### WHAT NEEDS TO BE DONE
Copy the data that follows exactly as it is, excluding all pictures.

### Saved entries
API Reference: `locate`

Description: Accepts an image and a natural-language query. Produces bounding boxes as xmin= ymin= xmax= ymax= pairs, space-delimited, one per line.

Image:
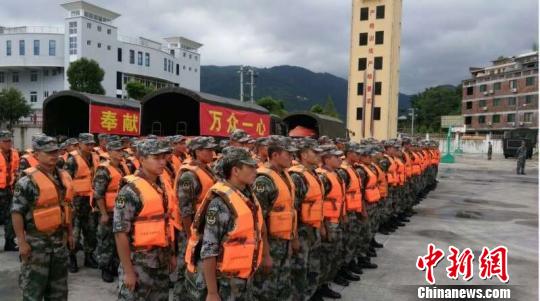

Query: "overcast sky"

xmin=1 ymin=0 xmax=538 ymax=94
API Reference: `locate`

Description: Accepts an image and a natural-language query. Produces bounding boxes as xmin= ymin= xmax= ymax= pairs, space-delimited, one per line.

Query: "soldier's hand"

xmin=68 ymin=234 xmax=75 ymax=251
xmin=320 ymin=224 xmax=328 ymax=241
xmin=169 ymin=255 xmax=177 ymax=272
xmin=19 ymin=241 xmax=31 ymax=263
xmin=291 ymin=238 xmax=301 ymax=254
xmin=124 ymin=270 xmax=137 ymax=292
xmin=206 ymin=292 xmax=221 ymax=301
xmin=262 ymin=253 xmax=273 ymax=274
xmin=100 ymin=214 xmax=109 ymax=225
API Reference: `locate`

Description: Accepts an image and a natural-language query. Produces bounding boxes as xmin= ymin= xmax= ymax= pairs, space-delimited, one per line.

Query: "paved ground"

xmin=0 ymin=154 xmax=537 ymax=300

### EXERCISE RESULT
API Reference: `locate`

Description: Accepts an image and a natural-language query. Produces bounding boxes as xmin= ymin= xmax= ymax= pairs, space-delimited, one per line.

Image:

Query: "overcast sky"

xmin=1 ymin=0 xmax=538 ymax=94
API Reference: `locate`

Description: Accepts an image and a natural-language query. Produces bounding boxes as xmin= ymin= xmax= ymax= pairs, space-delimited, one per line.

Query: "soldier's hand"

xmin=68 ymin=234 xmax=75 ymax=251
xmin=320 ymin=224 xmax=328 ymax=241
xmin=169 ymin=255 xmax=177 ymax=272
xmin=19 ymin=241 xmax=31 ymax=263
xmin=291 ymin=238 xmax=301 ymax=254
xmin=124 ymin=270 xmax=137 ymax=292
xmin=206 ymin=292 xmax=221 ymax=301
xmin=262 ymin=253 xmax=273 ymax=274
xmin=100 ymin=214 xmax=109 ymax=225
API Reference: `locate`

Description: Accepts an image and a natural-language query. Produces bounding boxes as xmin= ymin= xmax= ymax= pairs, space-delimited, one per line.

Query: "paved ground"

xmin=0 ymin=154 xmax=537 ymax=300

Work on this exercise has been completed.